> WHAT THE TASK ASKS
Format the records from the line containing "Where can the tail" through the end of the records as a JSON list of strings, one string per line, leaving out any blank lines.

· · · · · · ·

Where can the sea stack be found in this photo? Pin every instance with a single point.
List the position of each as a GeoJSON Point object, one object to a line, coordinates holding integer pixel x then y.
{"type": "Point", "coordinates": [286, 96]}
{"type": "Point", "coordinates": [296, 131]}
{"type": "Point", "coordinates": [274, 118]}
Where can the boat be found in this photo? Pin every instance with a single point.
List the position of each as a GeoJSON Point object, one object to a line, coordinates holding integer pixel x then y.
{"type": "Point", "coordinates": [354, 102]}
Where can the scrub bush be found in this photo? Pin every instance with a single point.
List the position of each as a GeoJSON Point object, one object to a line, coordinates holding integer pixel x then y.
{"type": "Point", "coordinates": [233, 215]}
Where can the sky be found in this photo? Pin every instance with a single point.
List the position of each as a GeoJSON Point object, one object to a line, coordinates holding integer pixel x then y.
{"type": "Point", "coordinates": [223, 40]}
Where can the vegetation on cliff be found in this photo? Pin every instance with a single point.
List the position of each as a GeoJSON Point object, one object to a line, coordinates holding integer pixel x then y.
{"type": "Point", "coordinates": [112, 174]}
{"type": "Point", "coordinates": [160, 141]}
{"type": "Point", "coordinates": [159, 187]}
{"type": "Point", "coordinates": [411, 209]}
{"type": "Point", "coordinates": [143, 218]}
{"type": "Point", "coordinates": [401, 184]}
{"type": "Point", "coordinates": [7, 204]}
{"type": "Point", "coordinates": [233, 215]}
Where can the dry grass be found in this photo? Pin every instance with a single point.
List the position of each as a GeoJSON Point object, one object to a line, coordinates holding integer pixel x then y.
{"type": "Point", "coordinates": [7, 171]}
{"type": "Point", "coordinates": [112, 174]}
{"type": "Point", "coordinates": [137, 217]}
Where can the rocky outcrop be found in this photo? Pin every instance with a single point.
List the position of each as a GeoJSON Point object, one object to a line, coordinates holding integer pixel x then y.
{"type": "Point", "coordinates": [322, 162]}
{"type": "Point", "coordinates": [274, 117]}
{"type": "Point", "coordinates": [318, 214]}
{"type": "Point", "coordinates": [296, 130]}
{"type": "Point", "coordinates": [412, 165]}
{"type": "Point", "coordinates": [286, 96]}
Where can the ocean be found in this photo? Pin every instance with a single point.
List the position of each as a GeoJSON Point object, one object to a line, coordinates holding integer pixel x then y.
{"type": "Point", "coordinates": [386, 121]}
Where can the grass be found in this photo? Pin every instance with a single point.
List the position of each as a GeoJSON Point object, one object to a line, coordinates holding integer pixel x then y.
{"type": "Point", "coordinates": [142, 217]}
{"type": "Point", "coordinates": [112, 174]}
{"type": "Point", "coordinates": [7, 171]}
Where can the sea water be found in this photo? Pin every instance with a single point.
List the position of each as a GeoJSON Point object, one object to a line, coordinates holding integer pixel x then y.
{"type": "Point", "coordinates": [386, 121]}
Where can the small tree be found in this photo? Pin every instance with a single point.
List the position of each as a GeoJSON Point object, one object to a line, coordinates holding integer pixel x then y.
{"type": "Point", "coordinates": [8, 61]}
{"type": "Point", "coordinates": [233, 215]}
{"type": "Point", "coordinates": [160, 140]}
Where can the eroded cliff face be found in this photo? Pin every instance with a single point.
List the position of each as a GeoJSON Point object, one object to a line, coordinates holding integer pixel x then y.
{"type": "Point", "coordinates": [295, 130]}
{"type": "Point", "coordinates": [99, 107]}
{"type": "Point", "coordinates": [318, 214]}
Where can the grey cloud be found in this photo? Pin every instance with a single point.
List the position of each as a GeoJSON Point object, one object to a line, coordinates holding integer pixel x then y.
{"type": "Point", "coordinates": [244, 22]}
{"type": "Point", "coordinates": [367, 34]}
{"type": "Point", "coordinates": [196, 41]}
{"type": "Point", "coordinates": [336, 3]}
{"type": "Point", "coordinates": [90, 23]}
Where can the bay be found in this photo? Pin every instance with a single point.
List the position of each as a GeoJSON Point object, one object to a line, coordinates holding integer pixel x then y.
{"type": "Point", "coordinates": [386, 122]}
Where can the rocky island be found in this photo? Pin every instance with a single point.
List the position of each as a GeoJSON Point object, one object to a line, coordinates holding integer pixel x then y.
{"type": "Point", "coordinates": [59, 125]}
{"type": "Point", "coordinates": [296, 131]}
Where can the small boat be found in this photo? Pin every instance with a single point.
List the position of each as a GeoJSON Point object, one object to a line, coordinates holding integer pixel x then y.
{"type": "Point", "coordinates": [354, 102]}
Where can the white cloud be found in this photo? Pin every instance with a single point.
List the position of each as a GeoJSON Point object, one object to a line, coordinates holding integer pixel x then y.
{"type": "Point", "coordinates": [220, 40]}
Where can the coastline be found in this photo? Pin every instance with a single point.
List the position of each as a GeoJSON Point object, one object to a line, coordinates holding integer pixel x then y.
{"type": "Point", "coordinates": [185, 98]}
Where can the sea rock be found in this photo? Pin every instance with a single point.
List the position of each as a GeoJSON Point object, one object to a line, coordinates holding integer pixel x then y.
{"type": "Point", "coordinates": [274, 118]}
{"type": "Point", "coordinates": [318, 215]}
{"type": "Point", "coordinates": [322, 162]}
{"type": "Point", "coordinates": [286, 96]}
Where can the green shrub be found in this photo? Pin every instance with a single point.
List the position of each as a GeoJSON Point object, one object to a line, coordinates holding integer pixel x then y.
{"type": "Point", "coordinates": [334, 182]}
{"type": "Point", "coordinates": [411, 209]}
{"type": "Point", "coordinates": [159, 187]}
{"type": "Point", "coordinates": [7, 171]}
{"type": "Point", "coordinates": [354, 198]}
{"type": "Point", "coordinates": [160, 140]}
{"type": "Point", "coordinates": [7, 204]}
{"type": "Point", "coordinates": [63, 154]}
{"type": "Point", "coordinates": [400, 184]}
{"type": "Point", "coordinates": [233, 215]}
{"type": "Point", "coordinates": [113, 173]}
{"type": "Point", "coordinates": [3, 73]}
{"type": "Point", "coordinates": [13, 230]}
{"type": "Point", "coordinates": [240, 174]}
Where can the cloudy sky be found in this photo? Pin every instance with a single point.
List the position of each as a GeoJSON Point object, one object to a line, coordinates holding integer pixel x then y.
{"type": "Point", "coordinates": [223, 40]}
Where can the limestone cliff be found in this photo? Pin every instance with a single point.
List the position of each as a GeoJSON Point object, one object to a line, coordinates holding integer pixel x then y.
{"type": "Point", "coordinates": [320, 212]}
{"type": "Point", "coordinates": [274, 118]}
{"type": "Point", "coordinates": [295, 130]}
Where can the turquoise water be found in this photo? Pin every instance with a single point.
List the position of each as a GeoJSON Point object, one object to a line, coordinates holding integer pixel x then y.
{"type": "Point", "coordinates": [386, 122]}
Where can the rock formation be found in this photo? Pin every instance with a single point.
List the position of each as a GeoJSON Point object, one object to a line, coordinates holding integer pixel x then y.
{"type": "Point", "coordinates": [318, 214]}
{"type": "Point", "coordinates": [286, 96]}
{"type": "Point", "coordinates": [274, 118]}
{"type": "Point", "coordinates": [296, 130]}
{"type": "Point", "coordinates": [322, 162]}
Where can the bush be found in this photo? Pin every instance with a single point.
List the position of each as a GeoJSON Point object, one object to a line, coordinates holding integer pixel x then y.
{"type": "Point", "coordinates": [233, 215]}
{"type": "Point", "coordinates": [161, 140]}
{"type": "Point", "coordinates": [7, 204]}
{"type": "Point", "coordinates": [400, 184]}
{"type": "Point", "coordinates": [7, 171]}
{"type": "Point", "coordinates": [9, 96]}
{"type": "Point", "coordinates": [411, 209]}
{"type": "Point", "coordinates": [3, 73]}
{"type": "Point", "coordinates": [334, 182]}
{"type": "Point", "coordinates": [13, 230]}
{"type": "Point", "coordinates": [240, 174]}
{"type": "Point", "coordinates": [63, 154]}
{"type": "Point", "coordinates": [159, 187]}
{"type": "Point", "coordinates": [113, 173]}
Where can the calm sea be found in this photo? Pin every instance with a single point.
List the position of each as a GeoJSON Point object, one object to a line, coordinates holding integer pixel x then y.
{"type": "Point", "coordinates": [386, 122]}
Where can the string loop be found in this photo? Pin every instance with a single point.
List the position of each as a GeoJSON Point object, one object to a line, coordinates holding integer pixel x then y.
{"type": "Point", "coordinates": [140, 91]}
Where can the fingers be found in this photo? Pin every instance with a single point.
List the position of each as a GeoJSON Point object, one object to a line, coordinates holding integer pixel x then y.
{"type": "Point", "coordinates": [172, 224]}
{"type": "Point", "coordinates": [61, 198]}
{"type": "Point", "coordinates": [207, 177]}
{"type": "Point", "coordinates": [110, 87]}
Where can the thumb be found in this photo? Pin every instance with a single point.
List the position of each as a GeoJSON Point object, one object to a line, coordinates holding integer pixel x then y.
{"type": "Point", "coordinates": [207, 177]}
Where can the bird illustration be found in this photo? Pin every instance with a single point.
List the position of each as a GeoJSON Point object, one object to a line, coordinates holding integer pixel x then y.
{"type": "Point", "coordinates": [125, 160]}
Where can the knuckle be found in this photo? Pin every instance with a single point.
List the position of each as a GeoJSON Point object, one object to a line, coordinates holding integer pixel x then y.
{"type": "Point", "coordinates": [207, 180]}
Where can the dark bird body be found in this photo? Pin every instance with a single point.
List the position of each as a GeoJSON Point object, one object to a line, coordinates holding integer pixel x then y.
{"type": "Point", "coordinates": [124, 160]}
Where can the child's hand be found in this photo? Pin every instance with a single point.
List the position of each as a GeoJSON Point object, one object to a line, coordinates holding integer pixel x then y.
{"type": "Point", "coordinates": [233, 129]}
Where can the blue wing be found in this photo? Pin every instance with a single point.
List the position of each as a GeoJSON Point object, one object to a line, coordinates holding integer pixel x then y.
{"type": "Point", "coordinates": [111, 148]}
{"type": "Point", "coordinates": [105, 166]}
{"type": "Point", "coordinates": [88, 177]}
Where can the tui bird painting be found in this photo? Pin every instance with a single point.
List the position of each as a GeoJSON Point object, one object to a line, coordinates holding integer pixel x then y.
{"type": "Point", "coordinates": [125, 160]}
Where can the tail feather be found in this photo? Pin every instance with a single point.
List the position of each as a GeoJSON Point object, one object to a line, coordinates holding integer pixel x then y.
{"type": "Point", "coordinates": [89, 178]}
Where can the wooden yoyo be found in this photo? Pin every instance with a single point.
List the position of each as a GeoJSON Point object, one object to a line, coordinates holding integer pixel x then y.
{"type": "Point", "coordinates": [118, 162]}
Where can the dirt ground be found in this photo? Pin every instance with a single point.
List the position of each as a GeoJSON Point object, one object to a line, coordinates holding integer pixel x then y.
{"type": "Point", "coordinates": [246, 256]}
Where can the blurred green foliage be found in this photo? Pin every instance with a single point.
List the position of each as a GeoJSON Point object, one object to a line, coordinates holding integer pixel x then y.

· · · · · · ·

> TASK ANSWER
[
  "Where can the tail feather be found in this photo? Pin every instance with a single point.",
  "List the position of each as a GeoJSON Point object, one object to a line, coordinates holding integer pixel x then y.",
  "{\"type\": \"Point\", \"coordinates\": [89, 178]}",
  "Where can the wooden yoyo be found in this photo? Pin every instance with a single point.",
  "List the position of each as a GeoJSON Point object, one object to a line, coordinates holding integer pixel x then y.",
  "{\"type\": \"Point\", \"coordinates\": [118, 162]}",
  "Where can the dirt ground be found in this photo? Pin every instance with a single point.",
  "List the position of each as a GeoJSON Point object, one object to a line, coordinates holding integer pixel x then y.",
  "{\"type\": \"Point\", \"coordinates\": [246, 256]}",
  "Where can the blurred green foliage be found in this photo? Pin every instance with a single point.",
  "List the position of each as a GeoJSON Point object, one object to a line, coordinates holding integer pixel x then y."
]